■ Exercise brief: Locate each line in the entries below that contains the word "small" and copy those lines.

═══

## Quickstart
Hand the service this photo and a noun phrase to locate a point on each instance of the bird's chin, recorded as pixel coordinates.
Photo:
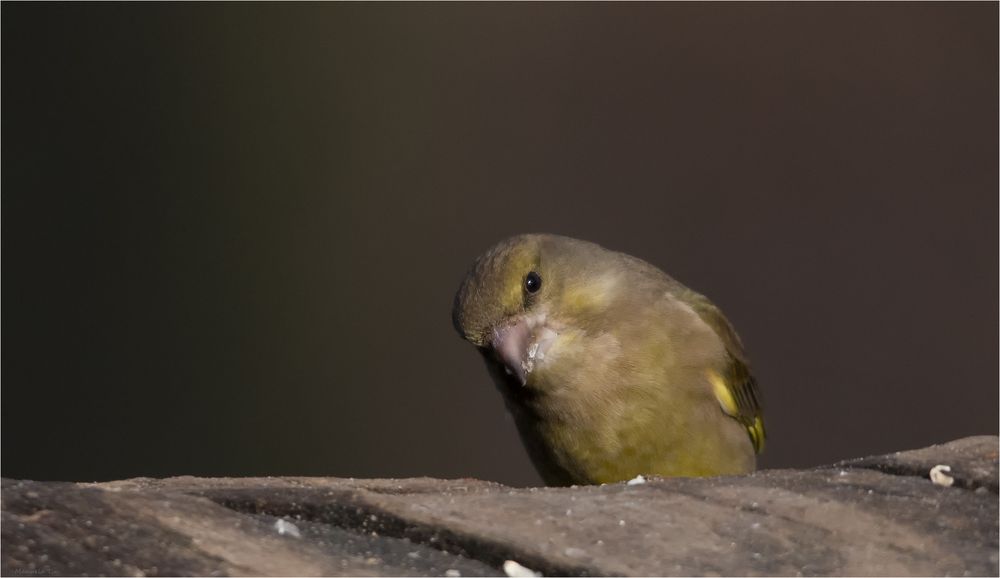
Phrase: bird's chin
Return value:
(521, 345)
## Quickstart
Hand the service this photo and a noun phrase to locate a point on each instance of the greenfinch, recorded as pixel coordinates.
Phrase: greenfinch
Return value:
(610, 368)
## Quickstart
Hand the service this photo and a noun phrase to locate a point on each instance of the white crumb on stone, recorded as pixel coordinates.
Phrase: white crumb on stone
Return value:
(939, 477)
(515, 570)
(283, 527)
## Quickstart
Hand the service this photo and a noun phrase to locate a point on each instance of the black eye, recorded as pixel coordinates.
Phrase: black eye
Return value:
(532, 282)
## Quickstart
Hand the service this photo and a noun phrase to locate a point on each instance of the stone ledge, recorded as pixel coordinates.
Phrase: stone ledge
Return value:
(872, 516)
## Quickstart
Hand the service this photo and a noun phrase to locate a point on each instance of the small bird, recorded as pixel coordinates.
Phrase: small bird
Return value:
(610, 368)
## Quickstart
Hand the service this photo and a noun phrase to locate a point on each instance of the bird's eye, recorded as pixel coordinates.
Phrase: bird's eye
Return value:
(532, 282)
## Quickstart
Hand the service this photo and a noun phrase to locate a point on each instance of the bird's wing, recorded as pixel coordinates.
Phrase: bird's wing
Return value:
(735, 387)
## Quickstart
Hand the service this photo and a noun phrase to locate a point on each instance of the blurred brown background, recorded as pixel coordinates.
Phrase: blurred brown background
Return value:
(232, 233)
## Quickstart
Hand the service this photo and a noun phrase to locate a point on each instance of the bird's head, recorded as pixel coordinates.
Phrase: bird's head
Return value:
(524, 291)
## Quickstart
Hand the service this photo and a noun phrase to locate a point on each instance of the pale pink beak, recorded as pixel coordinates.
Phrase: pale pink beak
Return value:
(510, 343)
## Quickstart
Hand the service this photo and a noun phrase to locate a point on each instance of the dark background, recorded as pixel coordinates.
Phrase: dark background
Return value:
(232, 233)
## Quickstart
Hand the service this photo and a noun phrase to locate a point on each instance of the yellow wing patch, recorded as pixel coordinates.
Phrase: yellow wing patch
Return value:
(754, 423)
(722, 393)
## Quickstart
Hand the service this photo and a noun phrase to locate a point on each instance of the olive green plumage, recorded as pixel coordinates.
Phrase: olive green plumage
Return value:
(610, 367)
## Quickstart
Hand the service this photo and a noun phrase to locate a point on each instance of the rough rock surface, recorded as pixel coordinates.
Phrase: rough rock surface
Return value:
(874, 516)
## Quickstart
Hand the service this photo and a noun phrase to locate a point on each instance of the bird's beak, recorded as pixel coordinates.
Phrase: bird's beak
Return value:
(521, 344)
(510, 345)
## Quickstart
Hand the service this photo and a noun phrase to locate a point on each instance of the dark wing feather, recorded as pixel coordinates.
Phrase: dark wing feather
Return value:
(740, 383)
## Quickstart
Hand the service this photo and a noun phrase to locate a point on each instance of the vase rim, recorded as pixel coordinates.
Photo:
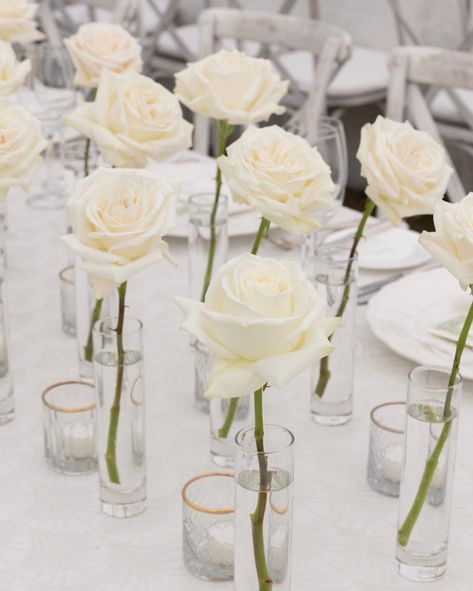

═══

■ Problem solution:
Hand the service this photo and a noun phrase to locate a point on each instance of the small bird, recorded as pixel coordinates.
Phrase: small bird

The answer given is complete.